◆ RAW DATA ◆
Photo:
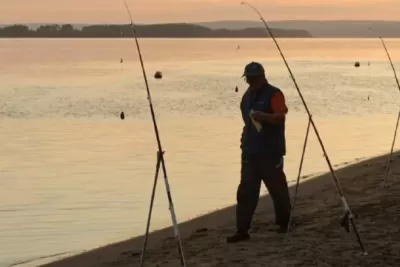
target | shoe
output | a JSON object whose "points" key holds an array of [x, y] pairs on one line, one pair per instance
{"points": [[237, 237]]}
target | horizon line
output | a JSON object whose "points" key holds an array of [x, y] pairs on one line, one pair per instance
{"points": [[197, 22]]}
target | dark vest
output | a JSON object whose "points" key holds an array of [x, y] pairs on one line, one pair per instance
{"points": [[270, 141]]}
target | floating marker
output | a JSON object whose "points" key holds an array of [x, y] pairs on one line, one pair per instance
{"points": [[158, 75]]}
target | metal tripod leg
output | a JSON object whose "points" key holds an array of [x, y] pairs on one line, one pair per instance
{"points": [[142, 257]]}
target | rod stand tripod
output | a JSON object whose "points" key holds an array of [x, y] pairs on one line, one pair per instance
{"points": [[161, 163]]}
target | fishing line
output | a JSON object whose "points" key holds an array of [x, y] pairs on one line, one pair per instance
{"points": [[160, 161], [398, 116], [347, 219]]}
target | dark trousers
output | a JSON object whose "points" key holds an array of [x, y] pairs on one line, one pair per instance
{"points": [[268, 169]]}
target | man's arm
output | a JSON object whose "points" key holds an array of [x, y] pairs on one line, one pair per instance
{"points": [[279, 110]]}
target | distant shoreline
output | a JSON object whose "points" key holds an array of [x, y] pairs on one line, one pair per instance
{"points": [[174, 30]]}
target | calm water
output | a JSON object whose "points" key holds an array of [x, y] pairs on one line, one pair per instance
{"points": [[73, 176]]}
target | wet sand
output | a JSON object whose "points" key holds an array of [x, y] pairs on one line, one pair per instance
{"points": [[316, 240]]}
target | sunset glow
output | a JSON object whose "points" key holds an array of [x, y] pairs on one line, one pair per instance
{"points": [[150, 11]]}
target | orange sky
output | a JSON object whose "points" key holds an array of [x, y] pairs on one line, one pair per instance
{"points": [[109, 11]]}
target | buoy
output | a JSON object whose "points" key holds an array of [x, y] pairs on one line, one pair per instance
{"points": [[158, 75]]}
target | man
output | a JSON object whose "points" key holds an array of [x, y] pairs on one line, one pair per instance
{"points": [[263, 147]]}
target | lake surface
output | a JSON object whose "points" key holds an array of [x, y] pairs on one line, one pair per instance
{"points": [[73, 176]]}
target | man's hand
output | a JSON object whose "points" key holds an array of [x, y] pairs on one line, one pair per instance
{"points": [[259, 116], [276, 118]]}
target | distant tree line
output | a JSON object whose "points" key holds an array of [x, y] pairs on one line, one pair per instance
{"points": [[176, 30]]}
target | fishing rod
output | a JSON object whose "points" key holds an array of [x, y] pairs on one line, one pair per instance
{"points": [[160, 161], [398, 116], [298, 176], [348, 218]]}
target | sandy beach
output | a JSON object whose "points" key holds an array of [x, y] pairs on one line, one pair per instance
{"points": [[316, 240]]}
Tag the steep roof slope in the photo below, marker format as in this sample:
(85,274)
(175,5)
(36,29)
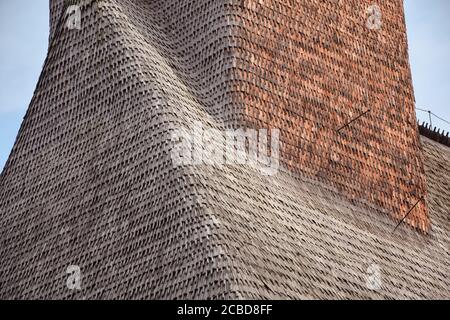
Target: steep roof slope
(91,182)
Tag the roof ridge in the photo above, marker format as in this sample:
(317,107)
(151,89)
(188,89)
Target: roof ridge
(434,134)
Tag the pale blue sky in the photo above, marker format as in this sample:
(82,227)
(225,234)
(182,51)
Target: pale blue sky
(24,39)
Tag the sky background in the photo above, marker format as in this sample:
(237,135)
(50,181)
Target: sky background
(24,40)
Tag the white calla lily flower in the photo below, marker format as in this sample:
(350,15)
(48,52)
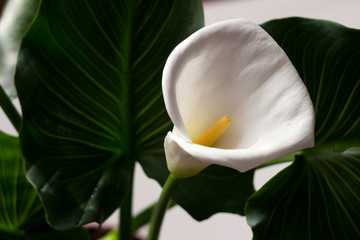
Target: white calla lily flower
(235,69)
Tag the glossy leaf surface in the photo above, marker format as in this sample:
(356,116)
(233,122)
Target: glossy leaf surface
(89,83)
(21,212)
(318,196)
(215,189)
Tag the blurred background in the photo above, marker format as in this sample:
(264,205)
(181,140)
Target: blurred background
(178,225)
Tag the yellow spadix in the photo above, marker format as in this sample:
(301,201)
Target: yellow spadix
(209,137)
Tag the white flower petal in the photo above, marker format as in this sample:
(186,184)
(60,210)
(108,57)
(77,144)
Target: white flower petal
(234,68)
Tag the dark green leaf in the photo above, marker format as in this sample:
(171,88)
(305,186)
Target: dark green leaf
(89,83)
(215,189)
(21,212)
(318,196)
(327,57)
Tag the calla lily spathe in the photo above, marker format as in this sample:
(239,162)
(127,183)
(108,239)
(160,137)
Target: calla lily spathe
(234,68)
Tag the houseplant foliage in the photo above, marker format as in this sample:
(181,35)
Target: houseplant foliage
(21,213)
(89,82)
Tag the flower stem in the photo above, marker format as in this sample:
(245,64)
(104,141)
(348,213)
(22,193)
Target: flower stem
(160,209)
(10,110)
(126,212)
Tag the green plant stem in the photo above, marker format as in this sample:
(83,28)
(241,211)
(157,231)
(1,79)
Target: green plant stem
(126,211)
(10,110)
(160,209)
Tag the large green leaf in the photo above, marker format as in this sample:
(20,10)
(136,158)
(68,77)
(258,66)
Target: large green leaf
(21,212)
(318,196)
(215,189)
(89,83)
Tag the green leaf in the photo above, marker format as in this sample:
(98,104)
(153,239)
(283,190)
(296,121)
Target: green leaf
(21,212)
(89,83)
(318,196)
(215,189)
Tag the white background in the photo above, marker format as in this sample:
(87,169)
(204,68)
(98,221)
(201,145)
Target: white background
(177,223)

◆ AIM OF THE EXERCISE ◆
Set down, word for word, only the lines running from the line with "Tag the green plant" to the last line of the listing above. Both of those lines belong in your answer.

◆ COMPLETED TASK ◆
Tag the green plant stem in the photo above, marker format as in this sample:
(83,28)
(241,211)
(157,231)
(1,79)
Target: green plant stem
(126,211)
(10,110)
(160,209)
Tag the large green leaf in the photo above, marker format as in this sample:
(20,10)
(136,158)
(68,77)
(258,66)
Target: large green leaf
(21,212)
(318,196)
(215,189)
(89,83)
Tag the green leaf in the photo above, marker format as in this sample:
(98,104)
(153,239)
(283,190)
(296,121)
Target: green leaf
(21,212)
(89,83)
(318,196)
(215,189)
Tag the white background in the photo above, marker format as in this sample:
(87,169)
(204,68)
(98,221)
(201,145)
Target: white background
(177,223)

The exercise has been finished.